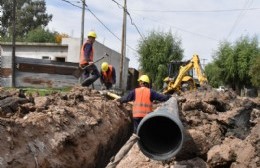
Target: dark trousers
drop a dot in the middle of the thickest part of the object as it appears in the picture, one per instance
(108, 85)
(136, 123)
(90, 75)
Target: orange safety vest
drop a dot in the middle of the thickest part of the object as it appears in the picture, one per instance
(142, 104)
(108, 74)
(82, 60)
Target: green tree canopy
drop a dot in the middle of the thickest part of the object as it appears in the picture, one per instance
(235, 65)
(40, 35)
(156, 51)
(254, 72)
(30, 14)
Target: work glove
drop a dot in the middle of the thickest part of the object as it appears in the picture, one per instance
(117, 101)
(103, 87)
(113, 86)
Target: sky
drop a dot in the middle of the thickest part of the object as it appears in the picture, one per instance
(201, 25)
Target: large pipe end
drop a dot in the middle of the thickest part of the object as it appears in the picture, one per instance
(161, 135)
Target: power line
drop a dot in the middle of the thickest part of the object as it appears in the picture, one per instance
(195, 11)
(69, 2)
(181, 29)
(120, 6)
(239, 17)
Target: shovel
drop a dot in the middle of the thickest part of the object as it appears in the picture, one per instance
(78, 72)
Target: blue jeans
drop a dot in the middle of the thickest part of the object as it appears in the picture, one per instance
(90, 75)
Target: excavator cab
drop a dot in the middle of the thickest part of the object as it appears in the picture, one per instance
(181, 77)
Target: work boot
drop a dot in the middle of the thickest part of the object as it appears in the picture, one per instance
(88, 81)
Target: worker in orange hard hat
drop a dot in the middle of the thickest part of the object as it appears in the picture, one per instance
(86, 60)
(108, 76)
(143, 97)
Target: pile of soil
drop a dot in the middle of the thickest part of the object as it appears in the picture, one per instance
(84, 128)
(222, 130)
(81, 128)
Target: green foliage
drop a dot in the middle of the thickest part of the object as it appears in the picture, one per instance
(235, 65)
(213, 73)
(156, 49)
(40, 35)
(254, 72)
(30, 14)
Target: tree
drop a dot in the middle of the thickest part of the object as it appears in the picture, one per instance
(41, 35)
(156, 51)
(213, 74)
(30, 14)
(254, 72)
(235, 64)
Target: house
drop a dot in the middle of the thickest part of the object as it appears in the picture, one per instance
(35, 62)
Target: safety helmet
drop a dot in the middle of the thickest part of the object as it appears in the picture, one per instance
(92, 34)
(144, 78)
(104, 66)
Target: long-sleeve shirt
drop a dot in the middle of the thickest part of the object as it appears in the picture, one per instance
(113, 76)
(154, 96)
(87, 51)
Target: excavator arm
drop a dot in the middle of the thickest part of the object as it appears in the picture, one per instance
(183, 77)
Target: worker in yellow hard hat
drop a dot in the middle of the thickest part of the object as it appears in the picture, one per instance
(108, 76)
(143, 97)
(86, 60)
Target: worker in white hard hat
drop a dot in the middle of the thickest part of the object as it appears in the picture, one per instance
(143, 97)
(108, 76)
(91, 73)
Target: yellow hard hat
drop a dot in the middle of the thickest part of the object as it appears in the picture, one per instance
(104, 66)
(92, 34)
(144, 78)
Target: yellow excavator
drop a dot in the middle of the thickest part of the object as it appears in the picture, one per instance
(181, 78)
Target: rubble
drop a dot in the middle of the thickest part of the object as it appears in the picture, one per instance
(83, 128)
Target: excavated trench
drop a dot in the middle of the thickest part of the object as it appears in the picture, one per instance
(78, 129)
(221, 130)
(85, 129)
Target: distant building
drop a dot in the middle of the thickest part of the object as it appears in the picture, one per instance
(68, 51)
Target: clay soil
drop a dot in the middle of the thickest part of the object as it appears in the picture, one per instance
(84, 128)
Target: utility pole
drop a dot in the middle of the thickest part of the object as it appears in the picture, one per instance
(203, 62)
(82, 22)
(123, 46)
(13, 43)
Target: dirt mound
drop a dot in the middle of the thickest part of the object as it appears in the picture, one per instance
(81, 128)
(222, 130)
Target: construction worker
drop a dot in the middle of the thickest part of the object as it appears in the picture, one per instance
(143, 97)
(108, 76)
(91, 73)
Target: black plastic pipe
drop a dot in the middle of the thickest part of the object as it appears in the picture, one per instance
(161, 132)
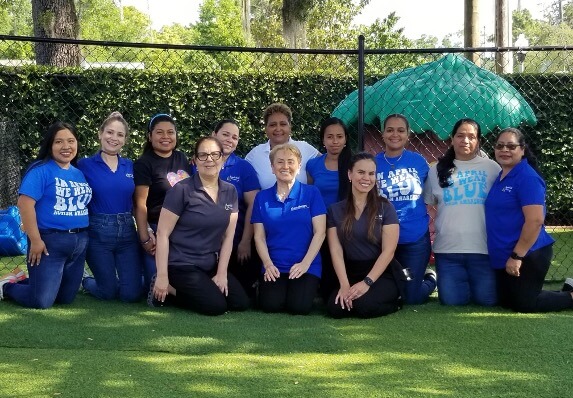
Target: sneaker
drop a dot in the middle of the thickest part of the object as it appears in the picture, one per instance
(568, 285)
(432, 276)
(151, 300)
(8, 278)
(19, 274)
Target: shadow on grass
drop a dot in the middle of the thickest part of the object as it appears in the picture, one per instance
(94, 348)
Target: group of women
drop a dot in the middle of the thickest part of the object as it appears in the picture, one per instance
(284, 222)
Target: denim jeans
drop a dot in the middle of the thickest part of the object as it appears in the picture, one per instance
(114, 258)
(58, 276)
(465, 278)
(416, 256)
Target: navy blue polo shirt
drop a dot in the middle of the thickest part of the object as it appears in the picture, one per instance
(112, 191)
(202, 222)
(504, 218)
(244, 178)
(288, 224)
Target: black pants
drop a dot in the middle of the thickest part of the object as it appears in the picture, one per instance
(294, 296)
(381, 299)
(197, 291)
(247, 273)
(525, 293)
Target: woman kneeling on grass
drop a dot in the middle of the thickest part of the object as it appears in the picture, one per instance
(53, 201)
(195, 239)
(362, 235)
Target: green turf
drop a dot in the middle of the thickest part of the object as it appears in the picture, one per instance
(108, 349)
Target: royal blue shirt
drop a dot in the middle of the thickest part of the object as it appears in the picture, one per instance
(325, 180)
(61, 195)
(288, 224)
(400, 180)
(243, 176)
(504, 218)
(112, 191)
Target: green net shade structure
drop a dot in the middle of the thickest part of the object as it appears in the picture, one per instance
(435, 95)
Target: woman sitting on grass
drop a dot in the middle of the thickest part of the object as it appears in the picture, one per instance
(53, 201)
(195, 239)
(362, 235)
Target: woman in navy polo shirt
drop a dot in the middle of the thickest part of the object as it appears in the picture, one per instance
(520, 250)
(243, 176)
(363, 235)
(290, 221)
(195, 240)
(159, 168)
(113, 253)
(53, 201)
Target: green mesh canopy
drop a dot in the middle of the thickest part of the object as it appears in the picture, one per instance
(435, 95)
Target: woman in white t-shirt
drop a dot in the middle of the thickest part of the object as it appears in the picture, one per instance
(458, 185)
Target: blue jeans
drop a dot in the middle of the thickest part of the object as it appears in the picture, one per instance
(465, 278)
(114, 258)
(416, 256)
(58, 276)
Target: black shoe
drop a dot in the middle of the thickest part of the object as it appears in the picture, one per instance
(568, 285)
(151, 300)
(432, 276)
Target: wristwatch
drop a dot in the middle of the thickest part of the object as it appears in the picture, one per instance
(368, 281)
(515, 256)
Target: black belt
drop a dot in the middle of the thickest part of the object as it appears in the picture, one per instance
(64, 231)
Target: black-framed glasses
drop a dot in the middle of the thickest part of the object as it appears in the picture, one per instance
(510, 147)
(202, 156)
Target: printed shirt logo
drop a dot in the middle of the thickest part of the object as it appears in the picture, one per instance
(72, 198)
(174, 178)
(400, 184)
(469, 187)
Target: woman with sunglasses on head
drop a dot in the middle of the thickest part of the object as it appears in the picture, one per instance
(53, 201)
(195, 239)
(520, 248)
(458, 185)
(113, 253)
(400, 175)
(159, 168)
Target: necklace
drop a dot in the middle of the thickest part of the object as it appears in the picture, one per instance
(393, 165)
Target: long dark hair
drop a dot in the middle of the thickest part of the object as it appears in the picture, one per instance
(160, 117)
(445, 166)
(45, 152)
(374, 203)
(343, 157)
(527, 153)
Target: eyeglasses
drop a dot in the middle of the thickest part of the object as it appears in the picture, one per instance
(510, 147)
(202, 156)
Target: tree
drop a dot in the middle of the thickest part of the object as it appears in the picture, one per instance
(56, 19)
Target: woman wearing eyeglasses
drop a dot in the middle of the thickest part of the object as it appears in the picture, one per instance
(159, 168)
(458, 185)
(195, 240)
(520, 248)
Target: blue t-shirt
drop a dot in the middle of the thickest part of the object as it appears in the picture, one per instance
(504, 218)
(288, 224)
(112, 191)
(61, 195)
(402, 185)
(325, 180)
(243, 176)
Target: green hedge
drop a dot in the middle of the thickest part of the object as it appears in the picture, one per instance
(34, 97)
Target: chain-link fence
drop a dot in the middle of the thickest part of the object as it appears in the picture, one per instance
(201, 85)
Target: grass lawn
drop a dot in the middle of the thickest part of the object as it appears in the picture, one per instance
(108, 349)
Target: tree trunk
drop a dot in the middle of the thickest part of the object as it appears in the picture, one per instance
(56, 19)
(294, 13)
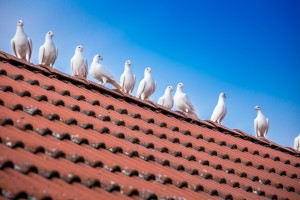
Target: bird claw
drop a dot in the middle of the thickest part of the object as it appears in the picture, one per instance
(50, 69)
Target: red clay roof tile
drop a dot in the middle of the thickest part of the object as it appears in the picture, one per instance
(59, 134)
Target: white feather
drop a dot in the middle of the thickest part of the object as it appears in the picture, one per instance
(220, 110)
(21, 44)
(261, 123)
(48, 52)
(147, 86)
(79, 63)
(182, 101)
(167, 100)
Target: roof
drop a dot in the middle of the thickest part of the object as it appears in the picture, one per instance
(63, 138)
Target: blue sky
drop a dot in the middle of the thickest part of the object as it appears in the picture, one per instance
(248, 49)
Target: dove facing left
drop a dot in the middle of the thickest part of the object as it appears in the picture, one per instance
(21, 44)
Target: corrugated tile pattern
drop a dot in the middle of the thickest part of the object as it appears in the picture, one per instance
(62, 138)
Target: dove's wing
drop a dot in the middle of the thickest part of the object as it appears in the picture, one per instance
(72, 67)
(188, 102)
(296, 143)
(256, 126)
(56, 54)
(41, 54)
(86, 68)
(106, 73)
(267, 129)
(216, 113)
(30, 47)
(12, 42)
(122, 80)
(134, 81)
(161, 100)
(141, 88)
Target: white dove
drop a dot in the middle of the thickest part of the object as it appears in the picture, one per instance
(99, 73)
(297, 143)
(21, 44)
(79, 63)
(261, 123)
(48, 52)
(127, 79)
(220, 109)
(182, 101)
(167, 100)
(147, 86)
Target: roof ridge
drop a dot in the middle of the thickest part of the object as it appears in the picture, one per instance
(153, 106)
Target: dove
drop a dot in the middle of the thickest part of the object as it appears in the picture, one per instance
(127, 79)
(99, 73)
(167, 100)
(21, 44)
(147, 86)
(297, 143)
(79, 63)
(182, 101)
(48, 52)
(261, 123)
(220, 109)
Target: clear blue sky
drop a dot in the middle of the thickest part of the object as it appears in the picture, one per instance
(248, 49)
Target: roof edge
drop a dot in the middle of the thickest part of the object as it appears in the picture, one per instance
(149, 104)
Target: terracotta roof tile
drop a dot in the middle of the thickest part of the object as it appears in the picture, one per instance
(59, 134)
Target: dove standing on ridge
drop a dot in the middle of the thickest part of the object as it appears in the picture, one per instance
(147, 86)
(297, 143)
(182, 101)
(99, 73)
(167, 100)
(79, 63)
(220, 109)
(127, 79)
(21, 44)
(261, 123)
(48, 52)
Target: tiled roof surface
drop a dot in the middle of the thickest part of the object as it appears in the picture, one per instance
(62, 138)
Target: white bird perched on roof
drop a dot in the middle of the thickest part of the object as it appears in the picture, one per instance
(99, 73)
(21, 44)
(297, 143)
(261, 123)
(167, 100)
(127, 79)
(48, 52)
(79, 63)
(182, 101)
(220, 109)
(147, 86)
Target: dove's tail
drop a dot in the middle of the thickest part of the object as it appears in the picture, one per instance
(116, 85)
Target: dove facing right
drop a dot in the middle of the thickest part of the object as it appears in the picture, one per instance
(147, 86)
(167, 100)
(261, 123)
(182, 101)
(101, 74)
(220, 109)
(297, 143)
(79, 63)
(127, 79)
(21, 44)
(48, 52)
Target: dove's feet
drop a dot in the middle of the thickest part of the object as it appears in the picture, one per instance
(50, 69)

══════════════════════════════

▶ [WHAT TO DO] Could you set down, exactly as written, every line from the start of the records above through the line containing "Target: large pipe end", leaving the pictures out?

▶ [RESPONSE TO THIS EXERCISE]
Target: dark trousers
drop a dot in the middle of the thickest part of the object as it appears in the picture, one per instance
(108, 85)
(136, 123)
(90, 75)
Target: orange safety vest
drop a dot in the middle of the thickest part of the object as it appears in the picture, one per instance
(142, 104)
(108, 74)
(82, 60)
Target: green tree canopy
drop a dot in the middle of the thickest part of the object as it appears in the picture, one per instance
(235, 65)
(40, 35)
(156, 51)
(254, 72)
(30, 14)
Target: work glove
drop a dot in the middle of the thickest part of the object as it appears in the picture, one per instance
(117, 101)
(103, 87)
(113, 86)
Target: sky
drop a dot in the middle of the thickest part of the object as it appears in the picture, one per instance
(201, 25)
Target: large pipe end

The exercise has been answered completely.